_Work instructions_
Reproduce all entries verbatim, with nothing added or dropped.

_Data provided_

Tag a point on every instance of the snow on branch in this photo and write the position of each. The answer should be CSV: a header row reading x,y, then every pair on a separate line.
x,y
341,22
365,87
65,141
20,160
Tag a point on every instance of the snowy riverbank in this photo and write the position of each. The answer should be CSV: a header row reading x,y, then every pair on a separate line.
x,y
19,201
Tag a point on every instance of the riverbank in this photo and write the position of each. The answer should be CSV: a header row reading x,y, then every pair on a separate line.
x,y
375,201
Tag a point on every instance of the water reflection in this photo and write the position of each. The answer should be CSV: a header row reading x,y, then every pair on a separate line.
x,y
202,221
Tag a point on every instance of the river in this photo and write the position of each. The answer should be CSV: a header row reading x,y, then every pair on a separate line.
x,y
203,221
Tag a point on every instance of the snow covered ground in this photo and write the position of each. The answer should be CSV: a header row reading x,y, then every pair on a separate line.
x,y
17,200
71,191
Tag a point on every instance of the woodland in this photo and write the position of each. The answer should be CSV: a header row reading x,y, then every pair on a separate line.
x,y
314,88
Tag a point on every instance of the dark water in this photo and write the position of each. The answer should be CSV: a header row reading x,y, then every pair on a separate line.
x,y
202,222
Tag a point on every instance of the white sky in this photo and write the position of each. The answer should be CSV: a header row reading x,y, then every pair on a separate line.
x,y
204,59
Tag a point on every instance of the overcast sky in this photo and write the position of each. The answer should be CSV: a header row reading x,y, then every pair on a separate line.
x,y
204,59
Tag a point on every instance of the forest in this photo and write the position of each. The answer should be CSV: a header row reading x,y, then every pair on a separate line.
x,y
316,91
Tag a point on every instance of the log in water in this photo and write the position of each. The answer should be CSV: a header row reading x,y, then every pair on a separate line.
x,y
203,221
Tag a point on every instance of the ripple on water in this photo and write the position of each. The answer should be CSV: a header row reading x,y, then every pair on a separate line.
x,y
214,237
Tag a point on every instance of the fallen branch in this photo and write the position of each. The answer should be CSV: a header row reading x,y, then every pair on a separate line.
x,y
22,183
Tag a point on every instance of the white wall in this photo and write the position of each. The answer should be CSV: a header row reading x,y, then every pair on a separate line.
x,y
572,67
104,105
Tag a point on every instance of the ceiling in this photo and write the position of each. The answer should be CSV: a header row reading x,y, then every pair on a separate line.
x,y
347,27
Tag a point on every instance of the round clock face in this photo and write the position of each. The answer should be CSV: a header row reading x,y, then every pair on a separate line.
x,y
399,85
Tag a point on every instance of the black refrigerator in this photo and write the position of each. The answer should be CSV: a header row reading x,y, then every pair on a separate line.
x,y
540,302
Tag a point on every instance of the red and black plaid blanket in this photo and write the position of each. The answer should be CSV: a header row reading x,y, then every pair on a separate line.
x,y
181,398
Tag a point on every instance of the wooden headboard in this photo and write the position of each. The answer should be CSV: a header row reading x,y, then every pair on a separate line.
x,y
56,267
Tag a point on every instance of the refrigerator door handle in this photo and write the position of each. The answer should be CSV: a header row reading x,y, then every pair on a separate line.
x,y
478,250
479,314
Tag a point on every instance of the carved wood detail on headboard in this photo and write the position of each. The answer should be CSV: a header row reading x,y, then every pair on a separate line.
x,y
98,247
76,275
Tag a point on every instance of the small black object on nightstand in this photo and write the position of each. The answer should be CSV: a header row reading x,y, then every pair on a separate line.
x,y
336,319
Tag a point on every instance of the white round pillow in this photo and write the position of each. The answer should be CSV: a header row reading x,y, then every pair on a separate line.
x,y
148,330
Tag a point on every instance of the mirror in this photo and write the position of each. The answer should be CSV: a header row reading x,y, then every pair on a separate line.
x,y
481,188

_Solution to the exercise_
Tag a point on every instance of the snow on branch in this photo and write the position of each. The answer should be CSV: a header row reading x,y, then every pair on a separate line.
x,y
341,22
365,87
65,141
20,160
Tag a point on every instance of the snowy riverbank in this photo and write the position of each. The answer should be CSV: a header row reading x,y, then every pair on a separate line.
x,y
19,201
Tag a point on every instance of the riverbank in this photo and write the position of each. The answer should be CSV: a header row reading x,y, then every pair on a separate line.
x,y
375,201
Tag a point on every instance of the water reflection in this photo and write the position of each. The answer should be CSV: a header row reading x,y, then every pair on a separate line.
x,y
202,221
Tag a point on every instance of the river in this photo and write the position of each. The answer should be CSV: a header row reading x,y, then every pair on a separate line.
x,y
203,221
Tag a point on every instance of the snow covered ground in this photo and write the position of each. The answer should be CSV: a header row reading x,y, then every pair on a separate line.
x,y
17,200
71,191
Tag a point on every instance of the woodland in this photo and write the position of each. The answer should be CSV: a header row reading x,y, then every pair on a separate line.
x,y
314,88
Tag a point on every instance of the dark water in this photo and write the position of each. The answer should be CSV: a header row reading x,y, then every pair on a separate line.
x,y
202,222
Tag a point on every instance of the white sky in this photo and write the position of each. The answer should be CSV: a header row reading x,y, then every pair on a separate line.
x,y
204,59
Tag a point on every instance of the overcast sky in this photo and write the position of each. The answer should be CSV: a header row reading x,y, then every pair on a separate line.
x,y
204,59
Tag a point on every instance of the forest in this photo and write the position of each. The answer should be CSV: a header row reading x,y, then every pair on a separate line.
x,y
316,91
Tag a point on every instance of the log in water in this photo and write the position of each. The answer should be CSV: a header row reading x,y, then every pair on a separate line.
x,y
203,221
Tag a point on every instance of the ripple on water in this photo and write the position of each. The answer should be CSV: a header row reading x,y, then every pair on a separate line.
x,y
214,237
Tag a point on every instance of the fallen branch in this photo and write the position of each. The answer should be CSV: a header row reading x,y, then every pair on a separate line.
x,y
22,183
Tag a point on every instance of the white wall in this photo and write the position of each. The answer should be CSV: a header row reading x,y, then every pair on a separate line.
x,y
572,67
104,105
Tag a point on every instance of the ceiling in this photo and write the position of each. The answer should be CSV: a header row reading x,y, then every pair on a separate line.
x,y
347,27
Tag a point on every instance of the round clock face in this photo and write the position of each. The answer should be CSV: a header row reading x,y, then every pair on a separate line.
x,y
399,85
Tag a point on every instance of the black refrigerator in this photo and write the position of each. The answer should be CSV: a header row reading x,y, then every pair on a separate line.
x,y
540,302
Tag a point on every instance of the red and black plaid blanket in this photo and write the position of each. The answer should be CSV: a header row reading x,y, then every pair on a separate line.
x,y
181,398
Tag a point on every instance of the wooden headboard in this photo and write the position of each. The answer should be CSV: a header row reading x,y, then every pair on a separate line.
x,y
56,267
Tag a point on every instance of the refrigerator door handle in this photo and write the position of each. The answer should be CSV: a header row reading x,y, then every pair on a separate line.
x,y
478,250
479,314
Tag a point on every instance of the carved wood detail on headboard in this photo and write the position of each. The answer should be CSV: a header row reading x,y, then every pair on a separate line.
x,y
98,247
76,275
Tag a point on every instance of the small black object on nightstand in this photo and write the position of each. The answer should be CSV: a header row reading x,y, then every pair on a separate line.
x,y
336,319
Tag a point on every instance of the white round pillow in this photo and write the position of each. The answer should be CSV: a header row reading x,y, then every pair on a separate line.
x,y
148,330
Tag a point on every instance of the mirror in this photo and write the position of each. The answer should be CSV: a header row reading x,y, then every pair on a separate line.
x,y
481,188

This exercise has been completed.